(Stored items from a collection)
★ ★ ★ ★ ★ ★ ★

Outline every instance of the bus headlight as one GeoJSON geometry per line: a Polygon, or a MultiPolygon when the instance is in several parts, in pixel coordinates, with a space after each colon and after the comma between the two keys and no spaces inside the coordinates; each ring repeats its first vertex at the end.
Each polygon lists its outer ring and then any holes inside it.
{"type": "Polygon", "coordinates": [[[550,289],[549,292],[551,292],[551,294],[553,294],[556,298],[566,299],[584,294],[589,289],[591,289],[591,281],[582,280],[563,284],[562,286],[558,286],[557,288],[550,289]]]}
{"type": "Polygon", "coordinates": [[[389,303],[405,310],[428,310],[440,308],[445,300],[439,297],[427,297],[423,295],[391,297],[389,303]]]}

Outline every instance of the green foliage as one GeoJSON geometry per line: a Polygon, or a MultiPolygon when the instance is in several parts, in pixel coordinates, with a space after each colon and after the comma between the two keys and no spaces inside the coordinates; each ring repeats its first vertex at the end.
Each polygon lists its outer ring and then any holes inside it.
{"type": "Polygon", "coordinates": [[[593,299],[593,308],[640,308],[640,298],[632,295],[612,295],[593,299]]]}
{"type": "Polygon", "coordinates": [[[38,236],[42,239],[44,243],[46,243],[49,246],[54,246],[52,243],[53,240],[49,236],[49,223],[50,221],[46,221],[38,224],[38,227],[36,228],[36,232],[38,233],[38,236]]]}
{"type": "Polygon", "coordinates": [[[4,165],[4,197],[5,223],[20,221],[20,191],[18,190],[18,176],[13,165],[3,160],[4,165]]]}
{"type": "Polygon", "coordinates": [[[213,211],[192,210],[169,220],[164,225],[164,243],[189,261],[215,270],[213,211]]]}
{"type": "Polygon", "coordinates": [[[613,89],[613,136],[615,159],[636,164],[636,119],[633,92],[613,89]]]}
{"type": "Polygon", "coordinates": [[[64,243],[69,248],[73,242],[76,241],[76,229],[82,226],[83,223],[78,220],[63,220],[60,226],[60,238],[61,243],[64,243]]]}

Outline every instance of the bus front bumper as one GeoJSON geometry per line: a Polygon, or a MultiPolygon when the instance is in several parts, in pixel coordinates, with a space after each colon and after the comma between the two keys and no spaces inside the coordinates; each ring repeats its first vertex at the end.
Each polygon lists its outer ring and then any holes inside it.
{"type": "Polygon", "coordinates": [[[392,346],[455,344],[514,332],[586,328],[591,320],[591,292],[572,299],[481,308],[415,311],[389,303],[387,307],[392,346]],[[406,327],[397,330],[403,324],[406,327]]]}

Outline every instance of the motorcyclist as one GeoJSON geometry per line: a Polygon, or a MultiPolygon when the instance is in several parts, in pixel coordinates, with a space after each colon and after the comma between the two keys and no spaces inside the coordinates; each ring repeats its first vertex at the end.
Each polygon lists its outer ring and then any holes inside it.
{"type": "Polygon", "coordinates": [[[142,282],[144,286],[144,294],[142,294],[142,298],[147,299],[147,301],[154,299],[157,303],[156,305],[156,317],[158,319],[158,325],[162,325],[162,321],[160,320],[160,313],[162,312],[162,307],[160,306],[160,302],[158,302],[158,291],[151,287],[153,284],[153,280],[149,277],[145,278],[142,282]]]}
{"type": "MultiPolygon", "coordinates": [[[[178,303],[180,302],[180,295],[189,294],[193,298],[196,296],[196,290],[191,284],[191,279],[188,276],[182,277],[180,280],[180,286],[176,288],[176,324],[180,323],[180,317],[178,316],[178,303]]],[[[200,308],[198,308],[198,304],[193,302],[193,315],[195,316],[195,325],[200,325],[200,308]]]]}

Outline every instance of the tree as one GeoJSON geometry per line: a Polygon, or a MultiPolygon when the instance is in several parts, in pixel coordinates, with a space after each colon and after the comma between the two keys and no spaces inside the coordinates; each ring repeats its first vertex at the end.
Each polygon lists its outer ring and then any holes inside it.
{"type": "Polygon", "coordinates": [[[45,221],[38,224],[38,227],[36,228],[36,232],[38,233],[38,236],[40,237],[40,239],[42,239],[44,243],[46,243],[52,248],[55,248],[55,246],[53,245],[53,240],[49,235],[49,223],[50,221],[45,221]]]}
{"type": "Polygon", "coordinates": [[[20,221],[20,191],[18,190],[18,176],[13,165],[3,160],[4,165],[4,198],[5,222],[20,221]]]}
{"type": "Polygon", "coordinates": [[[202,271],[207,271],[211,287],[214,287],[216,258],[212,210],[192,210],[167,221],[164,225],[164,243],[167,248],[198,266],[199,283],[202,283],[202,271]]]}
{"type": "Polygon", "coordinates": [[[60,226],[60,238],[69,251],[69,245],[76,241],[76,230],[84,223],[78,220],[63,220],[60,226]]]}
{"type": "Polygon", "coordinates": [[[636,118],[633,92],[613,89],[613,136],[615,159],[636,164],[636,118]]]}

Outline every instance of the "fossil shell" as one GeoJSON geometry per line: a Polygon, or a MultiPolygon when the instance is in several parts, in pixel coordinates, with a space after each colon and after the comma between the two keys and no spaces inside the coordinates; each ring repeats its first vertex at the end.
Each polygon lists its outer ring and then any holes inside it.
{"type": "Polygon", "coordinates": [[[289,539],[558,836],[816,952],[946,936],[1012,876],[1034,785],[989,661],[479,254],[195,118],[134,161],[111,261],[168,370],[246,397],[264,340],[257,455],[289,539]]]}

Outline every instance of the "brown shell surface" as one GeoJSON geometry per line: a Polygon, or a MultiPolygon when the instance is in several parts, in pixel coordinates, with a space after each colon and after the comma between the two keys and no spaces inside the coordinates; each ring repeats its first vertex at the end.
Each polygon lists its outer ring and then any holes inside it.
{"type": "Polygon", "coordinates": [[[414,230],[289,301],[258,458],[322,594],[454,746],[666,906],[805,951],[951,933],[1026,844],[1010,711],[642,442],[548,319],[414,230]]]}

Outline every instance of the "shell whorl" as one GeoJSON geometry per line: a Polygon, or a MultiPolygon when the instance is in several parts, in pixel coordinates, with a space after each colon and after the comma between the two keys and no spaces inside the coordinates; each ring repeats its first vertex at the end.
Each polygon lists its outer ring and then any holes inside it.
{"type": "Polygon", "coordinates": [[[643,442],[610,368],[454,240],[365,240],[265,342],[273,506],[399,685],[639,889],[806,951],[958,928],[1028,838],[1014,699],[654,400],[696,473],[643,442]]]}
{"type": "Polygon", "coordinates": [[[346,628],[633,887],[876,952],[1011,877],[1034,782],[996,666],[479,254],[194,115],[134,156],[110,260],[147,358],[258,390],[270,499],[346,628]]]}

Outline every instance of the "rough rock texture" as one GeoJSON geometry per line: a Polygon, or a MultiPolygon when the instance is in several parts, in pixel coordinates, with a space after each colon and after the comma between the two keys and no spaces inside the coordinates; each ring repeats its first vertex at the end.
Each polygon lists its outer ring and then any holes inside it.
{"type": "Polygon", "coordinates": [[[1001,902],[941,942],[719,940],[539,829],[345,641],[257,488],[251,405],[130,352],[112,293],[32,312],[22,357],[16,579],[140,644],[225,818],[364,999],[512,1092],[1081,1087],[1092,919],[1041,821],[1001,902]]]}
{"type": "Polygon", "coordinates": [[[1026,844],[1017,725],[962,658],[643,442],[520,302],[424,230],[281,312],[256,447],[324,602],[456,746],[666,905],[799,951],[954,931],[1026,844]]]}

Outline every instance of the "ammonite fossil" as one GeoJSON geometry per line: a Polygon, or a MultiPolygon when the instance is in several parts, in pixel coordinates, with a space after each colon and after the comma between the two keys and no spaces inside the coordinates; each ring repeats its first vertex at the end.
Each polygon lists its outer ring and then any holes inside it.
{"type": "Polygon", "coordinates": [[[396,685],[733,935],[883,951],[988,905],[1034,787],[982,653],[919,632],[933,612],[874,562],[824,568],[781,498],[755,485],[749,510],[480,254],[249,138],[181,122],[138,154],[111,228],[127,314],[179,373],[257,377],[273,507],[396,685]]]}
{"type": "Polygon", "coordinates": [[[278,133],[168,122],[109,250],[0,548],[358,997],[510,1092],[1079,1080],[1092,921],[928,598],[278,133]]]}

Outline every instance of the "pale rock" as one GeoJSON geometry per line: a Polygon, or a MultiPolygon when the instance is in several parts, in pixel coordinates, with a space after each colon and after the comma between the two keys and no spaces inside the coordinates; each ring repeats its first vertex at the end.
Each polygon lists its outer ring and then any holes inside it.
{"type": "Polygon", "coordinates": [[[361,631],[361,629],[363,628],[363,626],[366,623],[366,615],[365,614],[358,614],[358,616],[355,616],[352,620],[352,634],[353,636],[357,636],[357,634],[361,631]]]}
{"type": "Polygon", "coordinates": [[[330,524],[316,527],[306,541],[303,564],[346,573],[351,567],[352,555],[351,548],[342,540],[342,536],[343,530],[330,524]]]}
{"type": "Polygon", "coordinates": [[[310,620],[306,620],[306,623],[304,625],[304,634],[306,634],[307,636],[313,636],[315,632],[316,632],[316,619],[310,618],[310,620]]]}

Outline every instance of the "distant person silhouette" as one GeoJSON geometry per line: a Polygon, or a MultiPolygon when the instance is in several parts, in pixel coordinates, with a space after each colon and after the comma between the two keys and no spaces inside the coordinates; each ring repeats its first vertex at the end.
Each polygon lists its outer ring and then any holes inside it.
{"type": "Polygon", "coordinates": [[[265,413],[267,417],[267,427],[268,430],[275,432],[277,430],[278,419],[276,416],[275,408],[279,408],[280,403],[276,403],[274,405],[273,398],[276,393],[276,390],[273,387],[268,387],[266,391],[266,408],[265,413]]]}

★ ★ ★ ★ ★ ★ ★

[AIM OF THE EXERCISE] Filter the data above down to the lines that contain the word "rock", and copy each of those lines. Case counts.

[SOLUTION]
Outline every instance of the "rough rock texture" as one GeoJSON geometry per line: a Polygon, or a MultiPolygon when the instance is in several parts, in pixel coordinates, with a space after each colon and after the comma between the two keys and no spaces inside the coordinates; each ring repeats its first vertex at the end.
Outline every instance of the "pale rock" as one GeoJSON geometry per line: a Polygon, or a MultiPolygon when the instance is in several parts, in pixel coordinates, with a space after each colon and after the comma between the two keys and no spaces inside the coordinates; each ring repeats its first vertex at the end.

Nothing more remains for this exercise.